▸ WORK ORDER
In the data that follows, find the line containing "Target: player in red jersey"; then quote that line and every line after it, exactly, through the last one.

**** EXERCISE INPUTS ****

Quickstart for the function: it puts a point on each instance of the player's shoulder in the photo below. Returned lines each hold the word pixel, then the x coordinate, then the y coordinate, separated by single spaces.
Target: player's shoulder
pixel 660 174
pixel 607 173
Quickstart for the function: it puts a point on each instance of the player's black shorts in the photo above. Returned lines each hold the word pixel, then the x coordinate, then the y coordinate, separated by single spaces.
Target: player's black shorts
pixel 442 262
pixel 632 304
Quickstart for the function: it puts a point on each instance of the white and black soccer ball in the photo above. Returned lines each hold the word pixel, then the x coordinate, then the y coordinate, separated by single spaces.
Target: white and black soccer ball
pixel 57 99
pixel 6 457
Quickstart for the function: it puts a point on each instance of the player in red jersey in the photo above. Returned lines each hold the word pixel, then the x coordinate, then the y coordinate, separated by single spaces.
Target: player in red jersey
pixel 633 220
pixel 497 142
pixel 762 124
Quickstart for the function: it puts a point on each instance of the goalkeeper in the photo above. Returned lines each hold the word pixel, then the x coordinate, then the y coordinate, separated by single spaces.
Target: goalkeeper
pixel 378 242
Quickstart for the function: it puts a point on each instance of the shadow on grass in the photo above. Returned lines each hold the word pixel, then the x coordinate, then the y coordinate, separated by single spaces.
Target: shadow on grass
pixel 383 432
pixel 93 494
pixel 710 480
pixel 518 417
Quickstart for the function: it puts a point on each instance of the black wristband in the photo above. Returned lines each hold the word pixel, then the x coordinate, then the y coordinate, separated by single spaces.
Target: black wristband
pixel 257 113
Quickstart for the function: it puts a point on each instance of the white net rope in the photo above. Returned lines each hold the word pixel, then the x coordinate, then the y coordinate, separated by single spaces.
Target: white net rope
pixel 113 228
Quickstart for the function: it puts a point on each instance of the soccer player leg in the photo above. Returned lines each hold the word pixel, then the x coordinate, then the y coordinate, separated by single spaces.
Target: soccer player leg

****

▸ EXERCISE SOLUTION
Target: player in red jersey
pixel 633 220
pixel 497 142
pixel 762 124
Quickstart for the function: it puts a point on each instance of the goalkeeper in the photo above. Returned lines each hold the word pixel, then the x coordinate, then the y coordinate, separated by single spaces.
Target: goalkeeper
pixel 378 242
Quickstart for the function: it puts a point on each instance of the shadow on grass in the photo above. Returned lines each hold the word pixel, then the x coordinate, then the y coordinate, separated by single spaces.
Target: shadow on grass
pixel 383 432
pixel 93 494
pixel 710 480
pixel 518 417
Quickstart for the function: it puts a point on each instance of the black wristband in the photo above. Returned lines each hold the word pixel, then the x coordinate, then the y coordinate, separated by single spaces.
Target: black wristband
pixel 257 113
Quickstart for the function: it puts a point on each instance of the white net rope in the photo above. Returned lines each hold the word pixel, then the x coordinate, then the y coordinate, separated by single spaces.
Target: white net rope
pixel 113 228
Quickstart for the function: it puts a point on each instance of the soccer player leg in the photo above. Returned lines each hold the word pixel, then the x coordinate, then the y coordinate, separated by single spaces.
Target: soccer player leg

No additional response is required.